_Task instructions:_ Retype every record below without changing a single character, but leave the pictures out of your copy.
--
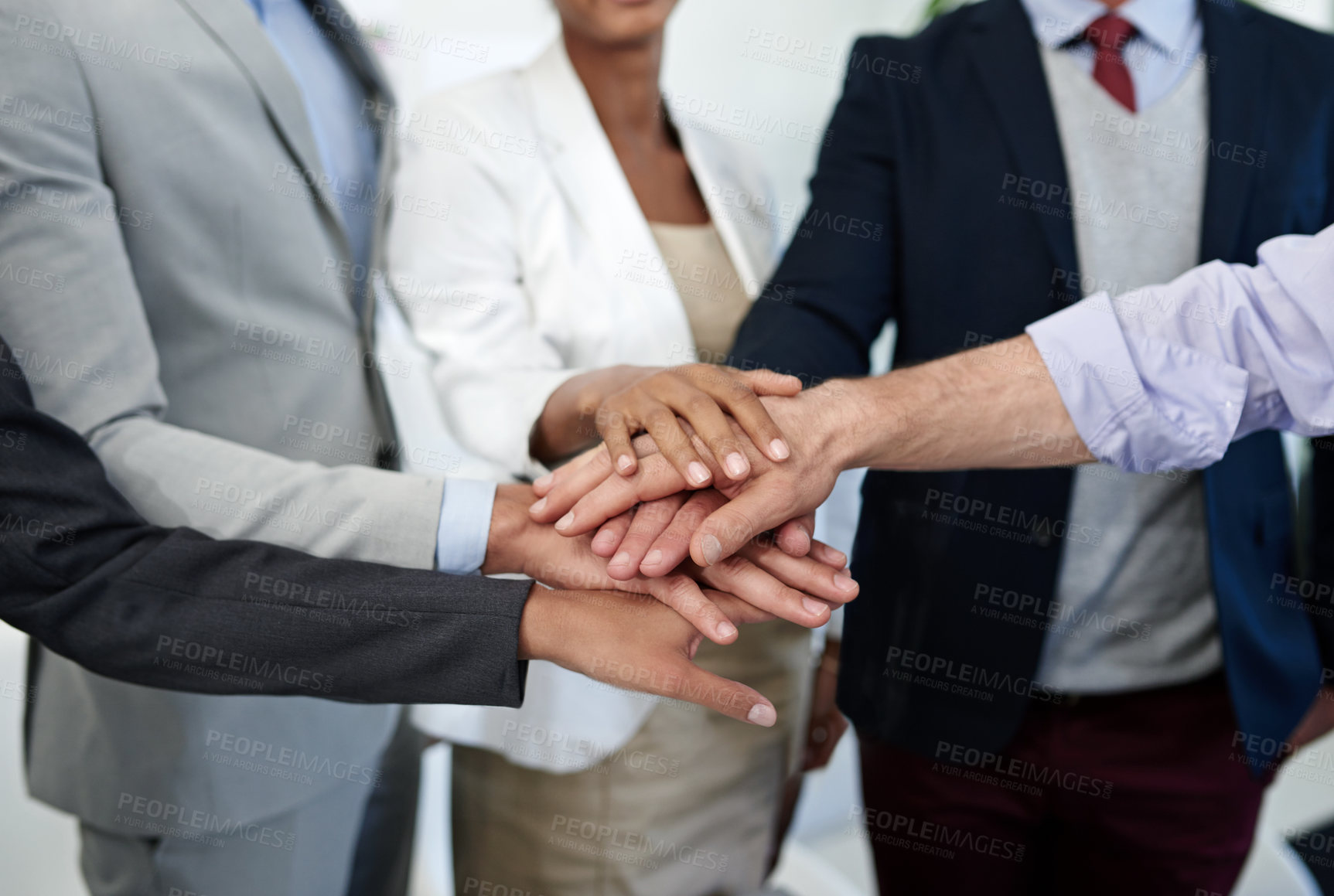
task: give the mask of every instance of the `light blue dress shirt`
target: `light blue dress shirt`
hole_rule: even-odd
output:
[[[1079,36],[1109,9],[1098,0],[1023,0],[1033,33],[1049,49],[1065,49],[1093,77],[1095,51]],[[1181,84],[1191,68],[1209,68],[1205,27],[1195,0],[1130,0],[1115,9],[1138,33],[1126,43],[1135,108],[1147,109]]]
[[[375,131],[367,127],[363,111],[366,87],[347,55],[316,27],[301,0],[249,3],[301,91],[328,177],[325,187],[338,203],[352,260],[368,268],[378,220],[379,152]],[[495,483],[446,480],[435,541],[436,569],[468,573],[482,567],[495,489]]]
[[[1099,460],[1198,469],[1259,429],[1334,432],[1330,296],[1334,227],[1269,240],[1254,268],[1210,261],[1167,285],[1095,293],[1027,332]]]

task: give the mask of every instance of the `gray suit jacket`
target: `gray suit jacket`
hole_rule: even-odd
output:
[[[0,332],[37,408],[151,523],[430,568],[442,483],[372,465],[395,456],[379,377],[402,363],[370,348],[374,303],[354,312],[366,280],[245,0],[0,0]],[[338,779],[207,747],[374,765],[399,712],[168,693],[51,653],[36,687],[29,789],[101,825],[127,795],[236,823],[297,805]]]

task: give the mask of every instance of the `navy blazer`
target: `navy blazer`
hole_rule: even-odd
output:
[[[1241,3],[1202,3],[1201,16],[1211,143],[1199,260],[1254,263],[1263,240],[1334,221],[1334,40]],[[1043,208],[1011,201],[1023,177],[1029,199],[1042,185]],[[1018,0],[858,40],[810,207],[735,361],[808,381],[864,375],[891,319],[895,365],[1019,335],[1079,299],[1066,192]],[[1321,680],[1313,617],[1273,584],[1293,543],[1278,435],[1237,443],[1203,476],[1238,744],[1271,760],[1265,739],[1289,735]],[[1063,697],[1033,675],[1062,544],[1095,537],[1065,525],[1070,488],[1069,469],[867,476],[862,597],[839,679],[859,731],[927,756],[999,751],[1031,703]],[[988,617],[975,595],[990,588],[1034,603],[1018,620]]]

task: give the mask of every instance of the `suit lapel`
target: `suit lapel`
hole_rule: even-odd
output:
--
_Full answer:_
task: give the mask of every instance of the `light blue dress shirt`
target: `light blue dress shirt`
hole_rule: even-odd
output:
[[[1079,36],[1109,9],[1098,0],[1023,0],[1033,33],[1049,49],[1065,49],[1093,77],[1095,51]],[[1181,84],[1191,68],[1209,68],[1205,27],[1195,0],[1130,0],[1115,9],[1138,33],[1126,43],[1135,108],[1147,109]]]
[[[375,131],[367,127],[363,111],[366,87],[347,55],[316,27],[301,0],[249,3],[301,91],[328,177],[325,187],[338,203],[352,260],[368,268],[378,220],[379,152]],[[495,483],[446,480],[435,541],[436,569],[468,573],[482,567],[495,489]]]
[[[1099,460],[1198,469],[1259,429],[1334,432],[1330,296],[1334,227],[1269,240],[1254,268],[1210,261],[1167,285],[1095,293],[1027,332]]]

task: give the mask of every instance of the `gray suit jacket`
target: `gray suit jacket`
hole_rule: even-odd
output:
[[[0,332],[37,408],[151,523],[430,568],[442,483],[372,465],[395,456],[379,377],[402,363],[370,348],[374,303],[354,312],[366,280],[245,0],[0,0]],[[338,779],[207,747],[374,765],[399,712],[168,693],[51,653],[36,687],[29,789],[101,825],[127,795],[236,823],[297,805]]]

task: give the mask of every instance of the `navy blazer`
target: `navy blazer`
hole_rule: even-odd
output:
[[[1241,3],[1202,3],[1201,16],[1211,143],[1199,260],[1254,263],[1263,240],[1334,221],[1334,40]],[[1043,208],[1011,201],[1023,177],[1029,199],[1042,185]],[[1018,0],[858,40],[810,207],[735,361],[808,381],[864,375],[891,319],[895,365],[1019,335],[1079,299],[1066,192]],[[1321,680],[1313,617],[1273,584],[1293,543],[1278,435],[1237,443],[1203,476],[1238,744],[1271,760],[1265,739],[1289,735]],[[1063,697],[1033,675],[1062,544],[1095,537],[1065,525],[1070,488],[1069,469],[867,476],[862,597],[839,679],[859,731],[927,756],[999,751],[1031,703]],[[988,617],[975,595],[990,588],[1034,603],[1018,620]]]

task: give the mask of every instance of the `suit lapel`
target: `suit lapel`
hole_rule: even-odd
output:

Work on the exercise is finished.